INSTRUCTION A
Name every communication protocol that the passage on IoT performance monitoring gives as newly adopted for IoT device communications.

EXCERPTED PASSAGE
---*---

AppDynamics Error Event helps capture all types of errors including alerts, critical, or fatal errors. Alerts or critical errors are caught and gracefully handled by the application, whereas fatal errors can cause application reset.
Figure 4: Error Dashboard
Error Dashboards provide details on different types of errors, total error count, and error count grouped by application versions. Selecting a specific error will provide detailed information about the error, including stack trace if available.
Network and Error events help in understanding the performance of the application. But to understand the usage of an application and how that impacts business performance, we introduced Custom Events. These events help capture any data pertaining to the business, which can then be used to inform performance and business decisions.
Figure 5: Business Performance Data
As shown in Figure 5, using custom events for Point of Sale devices can help capture data such as total revenue generated, average sales over time, and the number of items sold.
One click or touch on an IoT device triggers a series of transactions across many components in the IT infrastructure. AppDynamics’ suite of products including IoT can tag and trace all the transactions across the entire infrastructure, thus providing end-to-end visibility.
Consider an example of self-serve movie kiosks where users can pay for their movie tickets. Figure 6, below, shows the journey of the transaction starting from the kiosk to the IT infrastructure.
Figure 6: Network Request Snapshot and Backend Business Transaction Correlation
Selecting the network request you want to trace shows an activity stream, and if the backend is instrumented with AppDynamics agents, you will see a snapshot link. The snapshot view shows how the business transaction is performing on the backend, and you can drill down into different KPIs for tier/nodes. This end-to-end visibility helps in tracking and identifying issues quickly, thereby reducing MTTR.
In 4.4, we built a generic and scalable platform for IoT performance monitoring that can provide visibility into application and business performance for a wide variety of use cases ranging from point-of-sale devices to industrial gateways.
Looking ahead, there are a few emerging trends in the IoT space that we’ll be monitoring closely.
For starters, the Machina Research Annual Report predicts that the total number of IoT connections will grow from 6 billion to 27 billion by 2025. Of these, 71% of all connections will be using short range communication technologies such as wifi, Zigbee, or PLC. Adhering to this trend, there is an increasing adoption of new communication protocols such as MQTT, AMQP, XMPP, and COAP as they provide security and low overhead for IoT device communications.
What’s more, IDC analysts predict that the volume of worldwide digital data will be 163 zettabytes by 2025, and more than a quarter of this will be generated by IoT. Edge Computing is a paradigm that is playing an increasing role in better managing and deriving value from this volume of data. Edge Computing allows data to be processed near the source rather than sending it to the cloud or a data center. For example, security cameras such as Nest are using on-device vision processing to send alarms if it detects an unrecognizable person. Similarly, connected cars, smart cities, manufacturing plants, and building management systems are using data generated from sensors to derive time-critical decisions locally, instead of transferring data to the cloud and waiting for the decision.
To address these emerging trends, our IoT monitoring team is continuously evolving the platform to measure performance metrics of the new IoT communication protocols and also provide real-time performance insights at the edge, using local data filtering, processing, and modeling before sending it to the cloud. These metrics and insights will help businesses effectively manage the complexity and services in the space of IoT.

---*---

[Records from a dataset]

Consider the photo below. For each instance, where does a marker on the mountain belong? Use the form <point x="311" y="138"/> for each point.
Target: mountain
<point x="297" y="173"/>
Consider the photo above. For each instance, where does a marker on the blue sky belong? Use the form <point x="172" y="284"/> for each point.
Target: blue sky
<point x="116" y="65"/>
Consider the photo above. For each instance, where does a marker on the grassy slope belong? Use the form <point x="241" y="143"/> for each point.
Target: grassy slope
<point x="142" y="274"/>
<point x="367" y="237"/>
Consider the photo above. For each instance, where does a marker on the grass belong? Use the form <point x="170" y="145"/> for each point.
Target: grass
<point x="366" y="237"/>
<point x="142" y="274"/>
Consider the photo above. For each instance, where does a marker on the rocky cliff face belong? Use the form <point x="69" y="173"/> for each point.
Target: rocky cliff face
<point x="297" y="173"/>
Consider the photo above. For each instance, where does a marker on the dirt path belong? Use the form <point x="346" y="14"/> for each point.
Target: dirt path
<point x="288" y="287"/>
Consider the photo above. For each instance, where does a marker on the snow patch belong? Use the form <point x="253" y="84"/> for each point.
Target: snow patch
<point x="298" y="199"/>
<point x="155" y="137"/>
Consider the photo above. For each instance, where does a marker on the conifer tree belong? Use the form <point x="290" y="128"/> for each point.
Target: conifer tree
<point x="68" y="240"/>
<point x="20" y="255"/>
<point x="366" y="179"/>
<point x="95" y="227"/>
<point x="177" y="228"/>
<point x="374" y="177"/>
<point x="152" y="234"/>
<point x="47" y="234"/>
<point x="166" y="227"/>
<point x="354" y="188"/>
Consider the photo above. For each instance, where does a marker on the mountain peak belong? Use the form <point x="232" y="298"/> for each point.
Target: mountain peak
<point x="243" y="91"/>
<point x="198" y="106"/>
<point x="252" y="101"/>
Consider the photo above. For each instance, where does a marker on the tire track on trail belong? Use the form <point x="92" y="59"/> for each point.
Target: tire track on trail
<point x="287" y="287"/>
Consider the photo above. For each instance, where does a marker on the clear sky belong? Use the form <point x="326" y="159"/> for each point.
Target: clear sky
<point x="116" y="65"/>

---*---

INSTRUCTION B
Render the lines of the records as a numbered list with blank lines omitted, starting with the line that contains "on the conifer" and going on through the end of the records.

EXERCISE OUTPUT A
MQTT, AMQP, XMPP, COAP

EXERCISE OUTPUT B
1. Consider the photo above. For each instance, where does a marker on the conifer tree belong? Use the form <point x="290" y="128"/> for each point.
2. Target: conifer tree
3. <point x="68" y="240"/>
4. <point x="20" y="255"/>
5. <point x="366" y="179"/>
6. <point x="95" y="227"/>
7. <point x="177" y="228"/>
8. <point x="374" y="177"/>
9. <point x="152" y="234"/>
10. <point x="47" y="234"/>
11. <point x="166" y="227"/>
12. <point x="354" y="188"/>
13. Consider the photo above. For each instance, where does a marker on the mountain peak belong? Use the form <point x="232" y="298"/> for each point.
14. Target: mountain peak
15. <point x="243" y="91"/>
16. <point x="198" y="106"/>
17. <point x="252" y="101"/>
18. Consider the photo above. For each instance, where does a marker on the tire track on trail belong? Use the form <point x="92" y="59"/> for each point.
19. Target: tire track on trail
20. <point x="287" y="287"/>
21. Consider the photo above. For each instance, where does a marker on the clear sky belong? Use the form <point x="326" y="159"/> for each point.
22. Target: clear sky
23. <point x="116" y="65"/>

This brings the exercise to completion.